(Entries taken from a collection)
- Opening Delimiter -

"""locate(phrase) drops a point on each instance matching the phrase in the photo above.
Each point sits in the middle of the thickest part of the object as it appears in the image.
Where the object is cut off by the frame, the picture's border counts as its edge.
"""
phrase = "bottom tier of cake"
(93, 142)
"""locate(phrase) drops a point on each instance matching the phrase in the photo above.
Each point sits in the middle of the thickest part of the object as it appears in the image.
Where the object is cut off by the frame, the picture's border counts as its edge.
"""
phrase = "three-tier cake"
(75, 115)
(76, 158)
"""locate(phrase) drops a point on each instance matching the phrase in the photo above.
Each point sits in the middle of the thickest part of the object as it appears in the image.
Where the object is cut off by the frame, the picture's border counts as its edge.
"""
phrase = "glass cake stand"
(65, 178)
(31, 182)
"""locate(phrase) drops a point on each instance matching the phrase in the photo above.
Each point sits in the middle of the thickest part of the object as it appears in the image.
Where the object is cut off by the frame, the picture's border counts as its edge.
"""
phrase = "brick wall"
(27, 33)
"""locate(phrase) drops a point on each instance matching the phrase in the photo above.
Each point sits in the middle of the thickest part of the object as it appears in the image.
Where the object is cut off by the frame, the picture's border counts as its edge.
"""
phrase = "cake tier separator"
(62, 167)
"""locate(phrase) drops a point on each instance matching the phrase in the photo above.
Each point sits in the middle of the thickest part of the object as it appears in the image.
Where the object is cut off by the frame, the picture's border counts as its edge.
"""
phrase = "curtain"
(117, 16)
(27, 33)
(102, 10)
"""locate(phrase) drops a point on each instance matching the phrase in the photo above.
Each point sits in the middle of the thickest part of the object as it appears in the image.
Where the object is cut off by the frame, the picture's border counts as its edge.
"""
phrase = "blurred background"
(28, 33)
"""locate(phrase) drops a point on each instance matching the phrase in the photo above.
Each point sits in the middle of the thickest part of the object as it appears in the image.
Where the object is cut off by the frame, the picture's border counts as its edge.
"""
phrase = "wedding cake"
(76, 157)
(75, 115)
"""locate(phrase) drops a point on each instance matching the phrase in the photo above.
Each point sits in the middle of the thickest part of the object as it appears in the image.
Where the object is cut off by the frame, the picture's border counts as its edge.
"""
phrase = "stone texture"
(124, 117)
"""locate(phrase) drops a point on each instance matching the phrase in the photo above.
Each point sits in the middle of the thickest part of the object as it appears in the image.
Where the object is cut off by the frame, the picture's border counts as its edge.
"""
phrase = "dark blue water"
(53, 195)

- Closing Delimiter -

### ASSIGNED TASK
Your answer must be the full set of entries, copied exactly.

### EXPECTED ANSWER
"""locate(phrase) drops a point on each instance matching the phrase in the photo above.
Each point sits in the middle of the thickest part of the object as it appears in the image.
Where the object is cut off by the frame, the picture's border counts as its edge.
"""
phrase = "bottom tier of cake"
(93, 142)
"""locate(phrase) drops a point on each instance matching the phrase in the photo above.
Each point sits in the middle of the thickest part of the object as it appears in the image.
Where the object is cut off by the frame, the picture's border counts as its edge.
"""
phrase = "three-tier cake"
(75, 115)
(76, 158)
"""locate(phrase) drops a point on each instance matching the phrase in the photo above.
Each point sits in the middle of the thickest part of the object as it appears in the image.
Where the object is cut off by the frame, the picture's border counts as its edge.
"""
phrase = "glass cake stand"
(65, 178)
(31, 182)
"""locate(phrase) drops a point on each instance matching the phrase in the photo above.
Each point sits in the middle of the thickest part of the object as it appears in the image.
Where the object is cut off by the frame, the picture's border counts as its edge.
"""
phrase = "brick wall"
(27, 33)
"""locate(phrase) drops a point on each instance matching the phrase in the photo above.
Each point sits in the middle of the thickest part of the object as it appears in the image.
Where the object is cut off by the frame, the picture's border counts as its edge.
"""
phrase = "cake tier separator"
(62, 167)
"""locate(phrase) drops a point on each instance matching the phrase in the photo above.
Each point sits in the middle of the thickest part of the object as it appears in the image.
Where the object is cut off by the frame, the picture's border counts as its edge.
"""
phrase = "curtain"
(117, 16)
(27, 33)
(102, 10)
"""locate(phrase) drops a point on each instance matching the phrase in the photo above.
Each point sits in the middle of the thickest part of the object as it appears in the image.
Where the object is cut off by the frame, the picture's border counts as its edge.
"""
phrase = "blurred background"
(28, 33)
"""locate(phrase) drops a point on each instance matching the phrase in the photo above.
Each point sits in the middle of the thickest part of the object as it appears in the image.
Where the object is cut off by the frame, the picture's border counts as its edge.
"""
phrase = "wedding cake"
(76, 157)
(75, 115)
"""locate(phrase) drops a point on each instance matching the phrase in the photo above.
Each point sits in the middle of the thickest part of the object as it appears in the image.
Where the object is cut off by the frame, the picture's border counts as its edge.
"""
phrase = "stone texture"
(124, 117)
"""locate(phrase) drops a point on each instance matching the phrase in the photo above.
Each point sits in the middle of the thickest part of the object as it appears in the image.
Where the object is cut off by the frame, the picture's border counts as its edge.
"""
phrase = "dark blue water"
(53, 195)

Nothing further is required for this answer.